EXERCISE TEXT:
[Start of section]

You may find it to be no surprise that Winter means a lot to us at ROAM and our community of adventurers. We look forward to the wind’s first chilling signs of changing weather, bringing with it the hopes of a perfect powder day. Yet as skiers, snowboarders, hikers, and adventures alike prepare for a new season, we can’t help but to acknowledge that good snow is getting harder and harder to find.
On the chase for perfect turns, the rare days of perfect conditions help to remind us of how important it is to cherish nature’s gift, and more importantly, to be aware of nature’s susceptibility to climate change.
To address this need for awareness, we spoke with Meg Haywood Sullivan, an accomplished photographer, environmentalist, and Protect Our Winters ambassador who has dedicated her work to spreading awareness about the effects of climate change in the outdoor community.
Meg was recently a part of a trip to Baldface in British Columbia with professional freeskier/activist Sierra Quitiquit and legendary snowboarders Travis Rice & Jamie Lynn.
Meg captured the adventure in 35mm, and the following images are a reminder of the epic Winters that are just as delicate as the film stills themselves.
Here, Meg answers a few of our questions and shares how we can all make a difference as a part of the outdoor community. Step one? Get out and vote.
Your career has given you an incredible platform from which to make a difference. What led you to pursue photography as a means for environmental awareness?
I come from a family of photographers, three generations to be exact. Growing up, my aunt Meeki was one of my role models. As a photographer and public health activist in Africa, my aunt used her skills as a way to tell compelling stories while giving back. Ever since childhood, I’ve been inspired to dedicate my life to creating art that simultaneously highlights the beauty of nature and brings attention to the effects of climate change on our planet.

[End of section]

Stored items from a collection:
[Start of section]

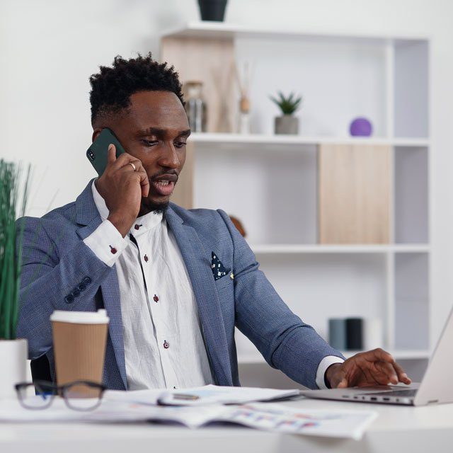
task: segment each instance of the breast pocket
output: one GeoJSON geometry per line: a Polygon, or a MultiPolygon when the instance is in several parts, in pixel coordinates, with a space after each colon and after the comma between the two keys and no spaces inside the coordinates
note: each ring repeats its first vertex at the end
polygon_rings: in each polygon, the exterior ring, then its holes
{"type": "Polygon", "coordinates": [[[223,288],[228,287],[229,285],[233,287],[233,279],[231,277],[231,273],[229,273],[224,277],[219,278],[218,280],[215,280],[215,287],[219,289],[223,289],[223,288]]]}

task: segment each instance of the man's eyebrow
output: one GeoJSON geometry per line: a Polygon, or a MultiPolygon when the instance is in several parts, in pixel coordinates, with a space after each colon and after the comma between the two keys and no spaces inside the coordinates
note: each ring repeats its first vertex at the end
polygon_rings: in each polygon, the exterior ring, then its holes
{"type": "MultiPolygon", "coordinates": [[[[167,131],[159,127],[149,127],[143,130],[138,131],[139,135],[165,135],[167,131]]],[[[178,137],[188,137],[190,135],[190,130],[182,130],[178,133],[178,137]]]]}

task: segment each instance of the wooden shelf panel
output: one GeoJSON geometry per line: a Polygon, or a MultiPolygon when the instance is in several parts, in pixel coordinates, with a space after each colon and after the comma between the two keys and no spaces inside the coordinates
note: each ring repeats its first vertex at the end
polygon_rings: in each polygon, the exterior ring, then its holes
{"type": "Polygon", "coordinates": [[[391,245],[304,245],[304,244],[256,244],[251,245],[257,254],[278,253],[428,253],[428,244],[391,245]]]}
{"type": "Polygon", "coordinates": [[[197,38],[204,39],[236,39],[236,38],[260,38],[260,39],[326,39],[369,40],[386,44],[389,40],[426,40],[428,37],[422,35],[377,35],[362,33],[351,35],[350,30],[332,33],[328,30],[320,31],[317,30],[287,30],[278,28],[263,28],[248,25],[229,23],[227,22],[214,22],[207,21],[192,21],[181,24],[163,34],[164,37],[171,38],[197,38]]]}
{"type": "MultiPolygon", "coordinates": [[[[428,139],[384,138],[384,137],[323,137],[301,135],[272,135],[264,134],[220,134],[193,133],[190,142],[195,144],[282,144],[282,145],[319,145],[321,144],[391,145],[394,147],[429,147],[428,139]]],[[[215,151],[215,150],[214,150],[215,151]]]]}

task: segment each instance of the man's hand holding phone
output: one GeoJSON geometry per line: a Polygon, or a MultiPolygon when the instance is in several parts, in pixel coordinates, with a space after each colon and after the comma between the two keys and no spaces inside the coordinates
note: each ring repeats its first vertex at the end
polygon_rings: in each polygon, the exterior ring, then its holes
{"type": "Polygon", "coordinates": [[[117,159],[115,145],[110,144],[107,166],[96,185],[108,208],[108,219],[125,237],[139,214],[142,197],[147,197],[149,192],[142,161],[127,153],[117,159]]]}

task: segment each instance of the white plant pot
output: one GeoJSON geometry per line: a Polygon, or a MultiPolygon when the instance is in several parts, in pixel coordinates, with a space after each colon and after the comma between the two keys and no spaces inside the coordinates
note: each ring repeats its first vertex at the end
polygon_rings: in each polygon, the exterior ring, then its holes
{"type": "Polygon", "coordinates": [[[0,340],[0,399],[16,398],[14,385],[27,379],[27,358],[25,339],[0,340]]]}
{"type": "Polygon", "coordinates": [[[275,134],[297,135],[299,133],[299,118],[292,115],[275,117],[275,134]]]}

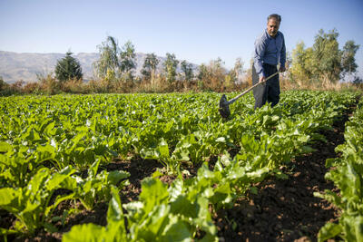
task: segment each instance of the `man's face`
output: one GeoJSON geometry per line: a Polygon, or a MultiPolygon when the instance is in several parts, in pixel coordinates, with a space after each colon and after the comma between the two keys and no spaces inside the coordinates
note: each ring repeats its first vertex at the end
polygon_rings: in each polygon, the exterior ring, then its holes
{"type": "Polygon", "coordinates": [[[279,27],[280,23],[276,18],[270,18],[267,23],[267,32],[271,37],[275,37],[276,34],[278,34],[279,27]]]}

[End of section]

YOUR TASK: Reproduce word for word the part of the Meg Haywood Sullivan interview starting at "I come from" and ending at "on our planet.".

SOLUTION TO THIS EXERCISE:
I come from a family of photographers, three generations to be exact. Growing up, my aunt Meeki was one of my role models. As a photographer and public health activist in Africa, my aunt used her skills as a way to tell compelling stories while giving back. Ever since childhood, I’ve been inspired to dedicate my life to creating art that simultaneously highlights the beauty of nature and brings attention to the effects of climate change on our planet.